§ **EXERCISE**: Here are some entries; quote each one exactly.

§ **DATA ENTRIES**:
......
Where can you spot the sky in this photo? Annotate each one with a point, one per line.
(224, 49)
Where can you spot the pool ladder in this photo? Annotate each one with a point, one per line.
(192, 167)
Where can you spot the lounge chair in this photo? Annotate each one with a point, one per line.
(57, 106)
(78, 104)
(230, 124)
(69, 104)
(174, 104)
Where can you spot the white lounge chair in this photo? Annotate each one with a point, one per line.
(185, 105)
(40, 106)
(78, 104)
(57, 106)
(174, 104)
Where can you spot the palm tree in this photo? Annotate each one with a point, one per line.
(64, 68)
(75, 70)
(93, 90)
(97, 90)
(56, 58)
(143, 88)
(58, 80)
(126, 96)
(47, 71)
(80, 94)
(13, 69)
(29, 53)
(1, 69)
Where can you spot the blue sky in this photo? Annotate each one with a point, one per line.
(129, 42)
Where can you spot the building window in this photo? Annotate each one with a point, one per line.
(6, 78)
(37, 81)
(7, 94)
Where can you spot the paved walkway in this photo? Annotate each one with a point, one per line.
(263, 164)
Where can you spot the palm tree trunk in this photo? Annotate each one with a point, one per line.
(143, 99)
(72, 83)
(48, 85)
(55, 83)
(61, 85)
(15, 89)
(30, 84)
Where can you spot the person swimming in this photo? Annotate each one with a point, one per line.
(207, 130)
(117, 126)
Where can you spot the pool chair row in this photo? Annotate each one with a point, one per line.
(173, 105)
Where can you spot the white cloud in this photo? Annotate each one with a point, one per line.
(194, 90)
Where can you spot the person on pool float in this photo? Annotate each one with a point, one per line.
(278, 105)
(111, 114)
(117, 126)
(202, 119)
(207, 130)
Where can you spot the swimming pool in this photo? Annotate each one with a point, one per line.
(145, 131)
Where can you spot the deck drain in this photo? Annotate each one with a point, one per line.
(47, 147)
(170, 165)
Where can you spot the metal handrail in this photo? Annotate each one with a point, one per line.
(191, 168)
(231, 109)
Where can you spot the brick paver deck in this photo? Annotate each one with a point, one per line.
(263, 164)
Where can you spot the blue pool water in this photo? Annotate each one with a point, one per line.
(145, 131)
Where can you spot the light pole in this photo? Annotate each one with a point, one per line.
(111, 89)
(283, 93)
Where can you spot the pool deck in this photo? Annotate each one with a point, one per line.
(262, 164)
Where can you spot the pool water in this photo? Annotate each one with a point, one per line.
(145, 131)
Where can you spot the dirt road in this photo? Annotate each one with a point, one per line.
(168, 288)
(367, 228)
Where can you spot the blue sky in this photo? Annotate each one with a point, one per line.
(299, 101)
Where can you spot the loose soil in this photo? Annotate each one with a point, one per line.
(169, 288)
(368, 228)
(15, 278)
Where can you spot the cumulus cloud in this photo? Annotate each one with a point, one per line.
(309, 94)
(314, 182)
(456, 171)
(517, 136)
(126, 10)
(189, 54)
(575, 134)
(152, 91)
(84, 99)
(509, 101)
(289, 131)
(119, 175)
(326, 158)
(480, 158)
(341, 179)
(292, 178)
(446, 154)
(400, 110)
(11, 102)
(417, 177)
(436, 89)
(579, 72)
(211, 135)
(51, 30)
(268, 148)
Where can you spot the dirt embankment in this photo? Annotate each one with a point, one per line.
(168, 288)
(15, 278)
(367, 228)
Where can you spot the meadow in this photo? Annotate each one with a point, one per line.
......
§ **RESULT FOR THIS TASK**:
Where can you spot the sky in this photo? Annotate each one with a point, one per line.
(224, 49)
Where can you spot the pool ladder in this photo? Annotate each one with a point, one per line.
(192, 167)
Where can you spot the lounge chair in this photo? Annotate each one with a point, one per line.
(57, 106)
(78, 104)
(230, 124)
(69, 104)
(174, 104)
Where can you spot the white lounge chair in this photo? Annotate each one with a point, one per line.
(185, 105)
(40, 106)
(78, 104)
(57, 106)
(174, 104)
Where can you spot the palm tree in this photo? Annotate each one with a point, one per line.
(64, 68)
(75, 70)
(93, 90)
(97, 90)
(56, 58)
(143, 88)
(58, 80)
(126, 96)
(47, 71)
(80, 94)
(13, 69)
(29, 53)
(1, 69)
Where can you spot the blue sky in this photo? Annotate each one with a point, one per line.
(129, 42)
Where can you spot the building window in this photo? Annotate each one with a point, one per line.
(6, 78)
(37, 81)
(7, 94)
Where can you spot the paved walkway in this photo? Annotate each one with a point, one per line.
(263, 164)
Where can you spot the palm tree trunk in this photo? Annotate each one with a point, one per line.
(143, 99)
(72, 83)
(48, 85)
(55, 83)
(61, 85)
(15, 89)
(30, 84)
Where can you spot the person swimming in this photo? Annotate each one with a point, one per line.
(207, 130)
(117, 126)
Where can you spot the pool chair row in this photo? Annotate each one with a point, one per line.
(173, 105)
Where can you spot the white cloud in this photo? Annotate each one with a point, one per line.
(194, 90)
Where can you spot the person on pool float in this photo? Annotate each one with a point, one per line.
(278, 105)
(111, 114)
(117, 126)
(202, 119)
(207, 130)
Where can you spot the swimming pool in this photo? Annotate each one with a point, one per line.
(145, 131)
Where can you spot the deck drain in this photo? Annotate each one with a point, one per line.
(47, 147)
(170, 165)
Where can you spot the metal handrail in this photo? Annotate each one with a point, one per line.
(191, 168)
(231, 109)
Where can you spot the brick paver deck in this photo? Annotate each one with a point, one per line.
(263, 164)
Where can you spot the blue pool water in this photo? Annotate each one with a point, one per line.
(145, 131)
Where can you spot the light pole in this photo? Annotate each one with a point, one per line.
(111, 89)
(283, 93)
Where can you spot the pool deck in this photo? Annotate each one with a point, one per line.
(262, 164)
Where can you spot the pool water in this photo? Annotate each one with a point, one per line.
(145, 131)
Where can you spot the dirt road in this photo? Annotate each one with a point, one per line.
(168, 288)
(367, 228)
Where can you spot the blue sky in this photo? Annotate each one with a point, one per line.
(299, 101)
Where can you spot the loose soil in this photo? Annotate each one with a point, one per line.
(169, 288)
(368, 228)
(15, 278)
Where can you spot the cumulus cloud in this photo? Annotate each one with a point, one per line.
(309, 94)
(314, 182)
(456, 171)
(517, 136)
(126, 10)
(189, 54)
(575, 134)
(152, 91)
(84, 99)
(509, 101)
(289, 131)
(119, 175)
(326, 158)
(480, 158)
(341, 179)
(292, 178)
(446, 154)
(400, 110)
(11, 102)
(417, 177)
(436, 89)
(579, 72)
(211, 135)
(51, 30)
(268, 148)
Where can you spot the dirt embankment in this photo? Annotate each one with a point, one per line.
(168, 288)
(15, 278)
(367, 228)
Where can you spot the meadow in this photo? Annotate each one with a point, one per line.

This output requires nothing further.